*WHAT IS ASKED*
Return every line below that contains the word "black". Case matters, so uppercase and lowercase letters count as different.

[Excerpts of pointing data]
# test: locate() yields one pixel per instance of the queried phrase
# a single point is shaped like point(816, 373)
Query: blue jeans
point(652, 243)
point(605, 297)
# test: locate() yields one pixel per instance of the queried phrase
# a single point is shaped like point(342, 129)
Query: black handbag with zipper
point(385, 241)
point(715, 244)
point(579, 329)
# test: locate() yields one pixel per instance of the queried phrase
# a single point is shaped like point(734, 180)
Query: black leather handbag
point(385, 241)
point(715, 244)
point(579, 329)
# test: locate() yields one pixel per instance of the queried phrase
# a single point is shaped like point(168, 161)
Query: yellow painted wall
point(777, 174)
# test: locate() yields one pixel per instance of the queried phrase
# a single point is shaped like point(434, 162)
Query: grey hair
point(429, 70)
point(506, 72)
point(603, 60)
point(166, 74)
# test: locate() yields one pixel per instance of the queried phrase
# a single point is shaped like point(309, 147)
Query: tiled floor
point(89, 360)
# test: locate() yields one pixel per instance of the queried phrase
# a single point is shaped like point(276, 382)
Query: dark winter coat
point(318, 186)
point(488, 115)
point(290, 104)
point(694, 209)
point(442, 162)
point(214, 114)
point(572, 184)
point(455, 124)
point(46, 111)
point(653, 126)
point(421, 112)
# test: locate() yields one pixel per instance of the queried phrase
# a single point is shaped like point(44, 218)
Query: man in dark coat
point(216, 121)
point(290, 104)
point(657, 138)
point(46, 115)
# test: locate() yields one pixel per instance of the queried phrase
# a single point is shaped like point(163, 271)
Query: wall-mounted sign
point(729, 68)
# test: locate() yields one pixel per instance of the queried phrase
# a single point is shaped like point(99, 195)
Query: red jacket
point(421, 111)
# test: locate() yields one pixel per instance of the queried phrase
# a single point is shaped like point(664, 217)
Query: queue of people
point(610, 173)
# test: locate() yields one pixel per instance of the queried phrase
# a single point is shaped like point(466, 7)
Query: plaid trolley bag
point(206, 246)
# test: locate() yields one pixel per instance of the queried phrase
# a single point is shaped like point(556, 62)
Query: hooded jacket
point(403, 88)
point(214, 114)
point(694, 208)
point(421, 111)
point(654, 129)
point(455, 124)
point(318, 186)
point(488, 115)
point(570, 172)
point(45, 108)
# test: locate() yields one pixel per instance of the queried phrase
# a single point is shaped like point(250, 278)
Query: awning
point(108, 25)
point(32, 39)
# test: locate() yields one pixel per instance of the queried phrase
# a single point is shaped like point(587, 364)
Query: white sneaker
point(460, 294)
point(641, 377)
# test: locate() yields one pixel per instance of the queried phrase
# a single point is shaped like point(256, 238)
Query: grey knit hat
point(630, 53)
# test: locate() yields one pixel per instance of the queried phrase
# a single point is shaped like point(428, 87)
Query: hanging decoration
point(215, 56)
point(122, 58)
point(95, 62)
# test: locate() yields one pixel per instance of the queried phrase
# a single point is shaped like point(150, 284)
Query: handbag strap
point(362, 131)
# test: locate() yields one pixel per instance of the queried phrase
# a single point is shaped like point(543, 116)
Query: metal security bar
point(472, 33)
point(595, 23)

*SOLUTION TO THIS PROBLEM*
Query: black handbag with zipper
Query: black leather handbag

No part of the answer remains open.